Data rows >>
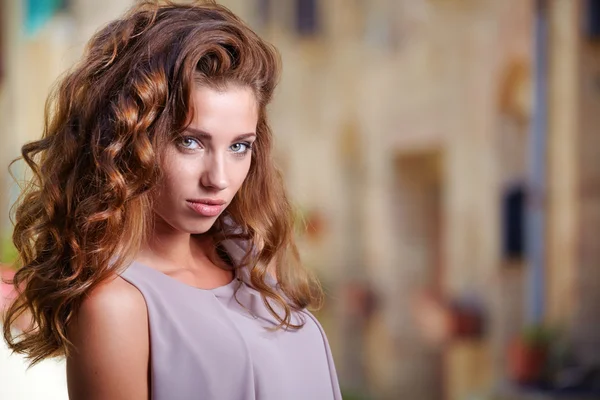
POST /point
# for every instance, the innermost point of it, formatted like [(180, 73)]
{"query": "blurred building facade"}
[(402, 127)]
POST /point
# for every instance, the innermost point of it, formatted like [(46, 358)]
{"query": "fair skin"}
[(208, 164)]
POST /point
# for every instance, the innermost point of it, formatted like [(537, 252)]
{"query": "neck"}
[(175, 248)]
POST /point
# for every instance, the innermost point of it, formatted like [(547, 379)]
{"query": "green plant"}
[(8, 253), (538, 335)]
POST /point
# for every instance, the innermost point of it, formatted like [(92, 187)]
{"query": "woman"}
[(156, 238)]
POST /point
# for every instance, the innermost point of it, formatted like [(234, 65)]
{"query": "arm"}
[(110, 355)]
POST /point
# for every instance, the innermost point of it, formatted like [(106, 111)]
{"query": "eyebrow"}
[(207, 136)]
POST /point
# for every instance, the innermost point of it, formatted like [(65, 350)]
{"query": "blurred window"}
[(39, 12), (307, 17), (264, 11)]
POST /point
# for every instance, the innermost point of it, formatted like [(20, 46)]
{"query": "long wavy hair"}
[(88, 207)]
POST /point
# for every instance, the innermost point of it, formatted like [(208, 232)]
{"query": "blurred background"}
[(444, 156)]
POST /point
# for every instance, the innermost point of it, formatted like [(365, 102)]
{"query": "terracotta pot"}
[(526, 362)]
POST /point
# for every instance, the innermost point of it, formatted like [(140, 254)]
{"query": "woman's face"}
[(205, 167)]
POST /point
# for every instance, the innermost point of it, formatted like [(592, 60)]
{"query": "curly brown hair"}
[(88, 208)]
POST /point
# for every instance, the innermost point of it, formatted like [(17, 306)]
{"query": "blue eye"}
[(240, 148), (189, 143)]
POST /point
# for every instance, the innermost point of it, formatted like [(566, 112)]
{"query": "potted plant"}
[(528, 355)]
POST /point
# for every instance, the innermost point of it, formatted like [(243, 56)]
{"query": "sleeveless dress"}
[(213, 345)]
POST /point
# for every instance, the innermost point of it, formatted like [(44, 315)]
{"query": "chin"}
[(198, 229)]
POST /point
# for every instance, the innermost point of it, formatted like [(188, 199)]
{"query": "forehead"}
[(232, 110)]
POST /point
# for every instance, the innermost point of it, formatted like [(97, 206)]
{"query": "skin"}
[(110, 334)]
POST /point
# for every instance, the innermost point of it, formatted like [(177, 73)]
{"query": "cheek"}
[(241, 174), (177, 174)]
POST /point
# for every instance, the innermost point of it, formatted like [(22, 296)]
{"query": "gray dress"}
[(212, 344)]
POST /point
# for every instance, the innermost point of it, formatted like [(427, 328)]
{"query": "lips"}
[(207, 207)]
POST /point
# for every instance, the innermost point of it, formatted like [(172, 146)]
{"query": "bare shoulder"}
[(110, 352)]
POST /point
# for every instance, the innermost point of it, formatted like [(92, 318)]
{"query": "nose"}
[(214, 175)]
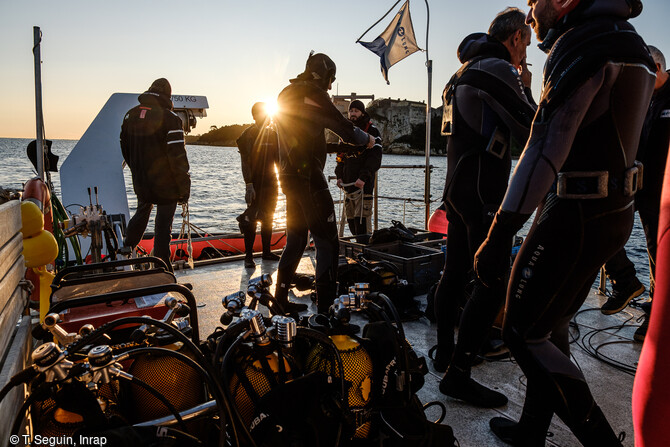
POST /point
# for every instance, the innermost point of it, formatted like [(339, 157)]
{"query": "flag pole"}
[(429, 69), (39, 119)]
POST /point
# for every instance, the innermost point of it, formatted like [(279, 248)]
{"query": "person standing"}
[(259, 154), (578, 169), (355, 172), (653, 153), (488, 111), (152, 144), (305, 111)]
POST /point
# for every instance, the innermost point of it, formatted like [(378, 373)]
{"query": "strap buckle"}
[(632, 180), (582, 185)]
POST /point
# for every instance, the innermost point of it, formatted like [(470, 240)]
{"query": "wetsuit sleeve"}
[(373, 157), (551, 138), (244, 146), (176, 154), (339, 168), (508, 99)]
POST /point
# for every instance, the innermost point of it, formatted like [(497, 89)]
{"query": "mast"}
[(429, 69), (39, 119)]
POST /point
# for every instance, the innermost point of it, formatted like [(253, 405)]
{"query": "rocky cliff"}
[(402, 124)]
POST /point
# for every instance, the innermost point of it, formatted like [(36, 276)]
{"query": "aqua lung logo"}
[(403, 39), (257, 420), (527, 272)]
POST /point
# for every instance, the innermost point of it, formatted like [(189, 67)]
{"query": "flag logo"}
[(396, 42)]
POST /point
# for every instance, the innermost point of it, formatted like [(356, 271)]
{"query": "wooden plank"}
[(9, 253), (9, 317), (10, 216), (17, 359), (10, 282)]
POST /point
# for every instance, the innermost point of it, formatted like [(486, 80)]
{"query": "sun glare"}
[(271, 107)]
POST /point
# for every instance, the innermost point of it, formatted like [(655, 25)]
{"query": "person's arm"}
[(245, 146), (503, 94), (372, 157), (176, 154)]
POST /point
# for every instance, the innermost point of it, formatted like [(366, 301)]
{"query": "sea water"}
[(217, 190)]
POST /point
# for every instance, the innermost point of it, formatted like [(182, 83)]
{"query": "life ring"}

Work instructions >> Repeat each entry exactly as given; no pictures belong in the copy.

Finished exercise >>
POST /point
# for every instance, the innermost point of it, formatted like [(180, 73)]
{"query": "blurred building facade"}
[(402, 127)]
POST /point
# for every instance, the innermost point of it, formatted like [(46, 358)]
{"query": "fair skin"}
[(208, 164)]
POST /point
# for every instance, the innermost point of it, formatted like [(537, 252)]
{"query": "neck"}
[(175, 248)]
POST /point
# for every instance, the innermost point of it, formatted like [(547, 379)]
{"query": "green plant"}
[(8, 253), (538, 335)]
POST /point
# for every instance, the innermost point of it, formatted like [(92, 187)]
{"query": "woman"}
[(156, 238)]
POST /point
# for every instance, the innermost point of it, formatted like [(234, 65)]
{"query": "arm"}
[(110, 355)]
POST /point
# for every instance, the innermost point of it, formatted like [(106, 111)]
{"query": "eyebrow"}
[(207, 136)]
POST /point
# for every instance, the innermost point of it, formatted like [(65, 350)]
{"query": "blurred window"}
[(39, 12), (307, 17), (264, 11)]
POST /point
# for every instance, the innermost point of it, formatted like [(20, 46)]
{"query": "long wavy hair"}
[(88, 207)]
POST /point
# for every instance, the innermost point of it, formatted like [(208, 232)]
{"query": "blurred background"}
[(444, 156)]
POST /point
# for every instance, the innermost point of it, formatted like [(365, 102)]
{"query": "terracotta pot"}
[(526, 362)]
POST /point
# for every instance, the innermost point of it, formatted like [(140, 254)]
{"query": "woman's face"}
[(205, 167)]
POST /point
# for every instance, the innermost point of it, formatted like [(592, 60)]
{"query": "curly brown hair"}
[(88, 208)]
POST /point
# for every instance, the innermost point of it, formatted like [(17, 306)]
{"query": "blue eye"}
[(240, 148), (189, 143)]
POST /point
# for every instance, the innermost point of it, formatted like [(566, 112)]
{"query": "potted plant"}
[(528, 355)]
POST /point
# for every instance, the innermost point of it, formatted like [(243, 56)]
{"query": "sleeveless dress"}
[(213, 345)]
POST /point
# for every instance, the innermost point of it, formatted like [(44, 315)]
{"query": "chin"}
[(198, 229)]
POST /point
# for every instance, the innermost point of it, formatted like [(188, 199)]
{"query": "forehead"}
[(232, 110)]
POST /point
# for every instance, the innermost point of it, formatted like [(97, 206)]
{"query": "skin"}
[(110, 334)]
POST /point
# for every instance, the innermost point of it, formatted like [(177, 73)]
{"query": "cheek"}
[(241, 174), (177, 174)]
POST /point
# for every instance, the innermost point of it, formatted like [(22, 296)]
{"query": "gray dress"}
[(212, 344)]
POST /point
# for every instance, the innermost point of it, formatted like [(427, 328)]
{"query": "lips"}
[(207, 207)]
POST /point
# for every instance, the innermost point of it, formatted like [(172, 146)]
{"query": "bare shoulder"}
[(110, 352)]
POST /point
# for every instance, the innermost point of it, formatted like [(92, 318)]
{"query": "nose"}
[(214, 175)]
POST /point
# for every instance, the innermost point of it, formatted like [(339, 157)]
{"query": "flag pole"}
[(429, 69), (39, 119)]
POST /point
# for every instance, the innermost point of it, formatted like [(279, 248)]
{"query": "person standing"}
[(259, 154), (578, 169), (355, 172), (653, 153), (488, 111), (152, 144), (305, 111)]
POST /point
# for every instance, the innermost point of it, formatted like [(378, 373)]
{"query": "strap buckle"}
[(632, 180), (582, 185)]
POST /point
# for every instance, the innermost point of it, formatted like [(470, 240)]
{"query": "wetsuit sleeve"}
[(373, 157), (551, 138), (244, 146), (176, 154), (339, 168), (508, 99)]
POST /point
# for every instance, the innermost point of it, formatted like [(497, 89)]
{"query": "mast"}
[(429, 69), (39, 119)]
POST /point
# for every instance, the innermost point of it, formatted like [(253, 405)]
{"query": "rocky cliff"}
[(402, 124)]
POST /point
# for every instance, the innermost point of it, formatted like [(36, 276)]
{"query": "aqua lung logo"}
[(403, 39), (257, 420), (527, 272)]
POST /point
# for every instance, the innermost point of it, formatted like [(189, 67)]
{"query": "flag logo"}
[(396, 42)]
POST /point
# for every instance, the innermost point of it, formatted like [(356, 271)]
{"query": "wooden plank"}
[(9, 253), (9, 317), (10, 216), (17, 359), (10, 282)]
POST /point
# for every instance, the innermost point of it, formatted like [(486, 80)]
{"query": "sun glare"}
[(271, 107)]
POST /point
# for every instance, the innermost point of it, formatted like [(655, 25)]
{"query": "person's arm"}
[(245, 146), (503, 94), (372, 157), (176, 154)]
POST /point
# for every instance, the innermost point of it, formatted like [(366, 301)]
{"query": "sea water"}
[(217, 190)]
POST /point
# for every instance, the innermost point of it, formatted like [(182, 83)]
{"query": "life ring"}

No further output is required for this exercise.